> **Collected data**:
──────────

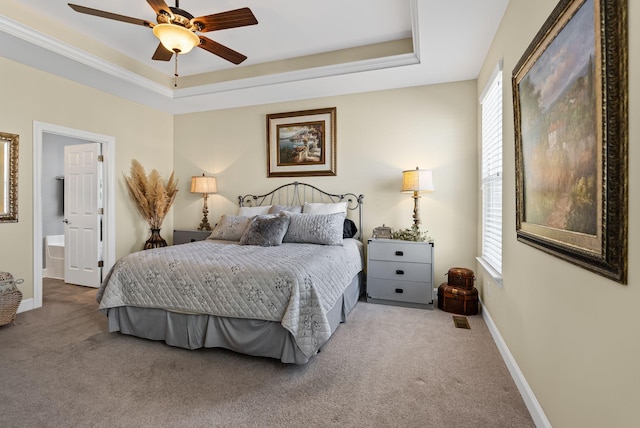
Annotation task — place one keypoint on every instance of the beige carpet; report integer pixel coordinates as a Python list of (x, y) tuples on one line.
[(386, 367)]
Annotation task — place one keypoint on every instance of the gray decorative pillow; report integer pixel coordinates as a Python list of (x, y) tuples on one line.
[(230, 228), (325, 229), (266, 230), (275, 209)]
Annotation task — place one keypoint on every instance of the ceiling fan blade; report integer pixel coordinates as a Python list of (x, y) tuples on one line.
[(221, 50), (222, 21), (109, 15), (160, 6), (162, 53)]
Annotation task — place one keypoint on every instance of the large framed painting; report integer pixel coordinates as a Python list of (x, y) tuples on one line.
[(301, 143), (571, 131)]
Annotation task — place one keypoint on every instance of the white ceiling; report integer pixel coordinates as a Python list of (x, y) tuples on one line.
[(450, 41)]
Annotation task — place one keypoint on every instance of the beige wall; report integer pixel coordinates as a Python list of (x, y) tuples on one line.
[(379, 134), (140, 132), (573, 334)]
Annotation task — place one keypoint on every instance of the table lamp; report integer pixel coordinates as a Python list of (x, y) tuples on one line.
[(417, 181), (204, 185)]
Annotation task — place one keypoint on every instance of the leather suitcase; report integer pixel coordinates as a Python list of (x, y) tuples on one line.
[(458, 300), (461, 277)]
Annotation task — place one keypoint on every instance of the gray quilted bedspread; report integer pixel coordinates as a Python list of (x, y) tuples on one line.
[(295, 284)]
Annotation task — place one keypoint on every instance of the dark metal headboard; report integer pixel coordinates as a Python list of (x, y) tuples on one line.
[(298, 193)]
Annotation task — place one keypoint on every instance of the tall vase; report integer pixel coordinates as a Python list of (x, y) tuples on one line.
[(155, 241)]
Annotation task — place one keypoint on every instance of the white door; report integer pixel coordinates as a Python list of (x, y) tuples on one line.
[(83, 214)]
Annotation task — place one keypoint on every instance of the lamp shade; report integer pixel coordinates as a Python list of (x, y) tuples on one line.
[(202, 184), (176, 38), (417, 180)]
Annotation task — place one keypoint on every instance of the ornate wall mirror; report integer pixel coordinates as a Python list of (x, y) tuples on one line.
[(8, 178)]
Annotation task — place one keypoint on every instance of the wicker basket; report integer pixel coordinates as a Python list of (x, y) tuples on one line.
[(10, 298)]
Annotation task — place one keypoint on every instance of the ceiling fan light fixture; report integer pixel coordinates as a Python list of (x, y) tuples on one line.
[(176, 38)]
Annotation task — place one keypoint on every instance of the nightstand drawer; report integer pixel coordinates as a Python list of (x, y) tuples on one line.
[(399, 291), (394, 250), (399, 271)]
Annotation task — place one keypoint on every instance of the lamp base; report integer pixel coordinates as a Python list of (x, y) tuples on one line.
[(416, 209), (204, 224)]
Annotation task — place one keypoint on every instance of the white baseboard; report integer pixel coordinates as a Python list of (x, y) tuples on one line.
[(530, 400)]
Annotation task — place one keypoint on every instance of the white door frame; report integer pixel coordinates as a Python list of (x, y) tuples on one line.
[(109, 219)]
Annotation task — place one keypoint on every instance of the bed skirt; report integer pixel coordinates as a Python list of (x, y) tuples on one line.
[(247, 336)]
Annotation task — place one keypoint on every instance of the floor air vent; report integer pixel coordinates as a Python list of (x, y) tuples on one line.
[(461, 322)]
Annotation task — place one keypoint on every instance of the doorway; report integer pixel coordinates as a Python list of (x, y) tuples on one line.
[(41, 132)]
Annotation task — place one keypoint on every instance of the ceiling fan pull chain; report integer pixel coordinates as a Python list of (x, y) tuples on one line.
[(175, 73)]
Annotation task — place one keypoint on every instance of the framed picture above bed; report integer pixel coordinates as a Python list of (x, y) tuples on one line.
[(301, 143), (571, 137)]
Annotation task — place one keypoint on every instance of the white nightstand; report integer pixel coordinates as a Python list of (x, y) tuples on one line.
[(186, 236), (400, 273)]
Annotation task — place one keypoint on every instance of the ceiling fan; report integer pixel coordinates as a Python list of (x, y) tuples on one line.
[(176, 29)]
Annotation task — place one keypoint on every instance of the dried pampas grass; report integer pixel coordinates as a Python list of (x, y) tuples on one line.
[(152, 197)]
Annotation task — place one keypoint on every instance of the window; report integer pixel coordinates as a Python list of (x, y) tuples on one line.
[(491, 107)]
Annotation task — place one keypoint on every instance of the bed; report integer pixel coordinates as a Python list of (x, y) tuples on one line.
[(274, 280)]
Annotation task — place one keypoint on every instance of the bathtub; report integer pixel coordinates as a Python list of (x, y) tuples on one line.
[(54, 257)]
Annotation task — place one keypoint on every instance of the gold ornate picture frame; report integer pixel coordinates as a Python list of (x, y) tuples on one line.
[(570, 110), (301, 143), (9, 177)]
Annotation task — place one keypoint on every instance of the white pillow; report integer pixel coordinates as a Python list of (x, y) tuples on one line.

──────────

> **What you will do**:
Each entry above is to be given again exactly, and any image in it is to be dropped.

> **Task solution**:
Annotation task — place one keypoint on every instance of the beige carpet; report integer pixel coordinates as a Python list of (x, y) tuples on one line.
[(386, 367)]
Annotation task — place one keypoint on every instance of the gray decorative pillow; report integer pixel coordinates as a Python list of (x, y) tuples on one line.
[(230, 228), (325, 229), (266, 230), (275, 209)]
Annotation task — place one keypoint on every instance of the ceiling fan blade; report integer pixel coordinates as a Python list of (x, y) tuples on one line.
[(221, 50), (222, 21), (109, 15), (160, 6), (162, 53)]
Annotation task — place one keypoint on every instance of the large framed painting; report integer pixel coordinates as a Python list of (x, y) tuples on one line.
[(301, 143), (571, 131)]
Annotation task — place one keypoint on every instance of the white ceiling; report integer pixel coordinates as a Python list of (x, y) tuples on one line.
[(450, 41)]
Annotation task — place one keypoint on every instance of the beige wall; report integer pixel coordinates as a Python list of (x, y) tuples on one line.
[(379, 134), (140, 132), (573, 334)]
Annotation task — place one keypoint on every instance of the table lamp; report integer pixel coordinates as a Python list of (x, y) tuples on one line.
[(417, 181), (204, 185)]
Annotation task — place one keypoint on every instance of the leather suitcase; report integer pixel coordinates as a Python list of (x, y) tuples on one line.
[(458, 300), (461, 277)]
Annotation task — place one keypoint on every instance of the gray quilted bedspread; report integer pixel coordinates as a Python list of (x, y) tuples on one line.
[(295, 284)]
Annotation task — place one keypoint on every instance of the dark metal headboard; report integer pixel coordinates as a Python list of (x, y) tuples on one line.
[(298, 193)]
Annotation task — place one keypoint on every instance of the tall vase; report integer pixel coordinates as a Python list of (x, y) tuples on one line.
[(155, 241)]
Annotation task — place one keypoint on every instance of the white door; report integer pixel coordinates as a Python list of (x, y) tuples on one line.
[(83, 214)]
Annotation task — place one keypoint on every instance of the lamp shade; report integer pixel coordinates as a Python list of (x, y) tuples on one line.
[(202, 184), (176, 38), (417, 180)]
Annotation task — place one keypoint on every instance of the ornate wall mirror; report integer pixel coordinates as a Python list of (x, y) tuples on one line.
[(8, 178)]
Annotation task — place one keypoint on every instance of the wicker basket; report integer pixel coordinates as a Python list of (x, y) tuples on one line.
[(10, 298)]
Annotation task — place one keypoint on every instance of the ceiling fan light fixture; report integer pixel coordinates as a Python list of (x, y) tuples on one line.
[(176, 38)]
Annotation task — place one keypoint on every instance of the nightstand drawer; report integer pixel coordinates as a Python list of (x, y) tuples on one line.
[(399, 291), (394, 250), (399, 271)]
Annotation task — place one keypoint on every instance of the lamp base; report integer pixel coordinates as a Python list of (x, y) tuples on one line.
[(416, 209), (204, 224)]
Annotation task — place one keypoint on every instance of the white baseboard; report integer pixel coordinates as a Python list of (x, y) tuples on one line.
[(530, 400)]
Annotation task — place one keypoint on every instance of the white door frame; report integer pixel coordinates as a Python list of (x, y) tuples on one line.
[(109, 219)]
Annotation task — place one keypoint on every instance of the bed skirt; report integer pixel coordinates as a Python list of (x, y) tuples on one line.
[(247, 336)]
Annotation task — place one keypoint on every instance of the floor air vent; report integer pixel coordinates as a Python list of (x, y) tuples on one line.
[(461, 322)]
Annotation task — place one keypoint on every instance of the doorway; report integer pixel coordinates as a Python list of (x, y) tuples on one line.
[(41, 132)]
Annotation task — place one keypoint on every instance of the ceiling fan pull chain; report integer pixel coordinates as a Python list of (x, y) tuples on one line.
[(175, 73)]
Annotation task — place one keypoint on every instance of the framed picture above bed; report integer pixel coordinates as a Python list of (x, y) tuples on one line.
[(301, 143), (571, 137)]
Annotation task — place one keypoint on every instance of the white nightstand; report integer pixel coordinates as a Python list of (x, y) tuples on one line.
[(186, 236), (400, 273)]
Annotation task — place one keypoint on every instance of the ceiling fan; report integer pixel coordinates as a Python list of (x, y) tuples on one line.
[(176, 29)]
Annotation task — place one keypoint on every instance of the dried pampas grass; report integer pixel coordinates as a Python list of (x, y) tuples on one line.
[(152, 197)]
Annotation task — place one keypoint on every instance of the window; report integer pixel coordinates as a Python list of (x, y) tuples on one line.
[(491, 107)]
Annotation task — place one keypoint on every instance of the bed; report integer pixel coordinates as a Python list of (x, y) tuples on one line.
[(274, 280)]
Annotation task — place one keypoint on every instance of the bathtub; report integer pixel coordinates as a Python list of (x, y) tuples on one line.
[(54, 257)]
Annotation task — place one keypoint on every instance of the gold ornate picture frame; report integer pixel coordinates as a Python list of (x, y) tuples on one line.
[(570, 110), (301, 143), (9, 177)]
Annotation task — place one keypoint on every instance of the white pillow; report integer pixel coordinates as a Python list of (x, y) tuples on one line.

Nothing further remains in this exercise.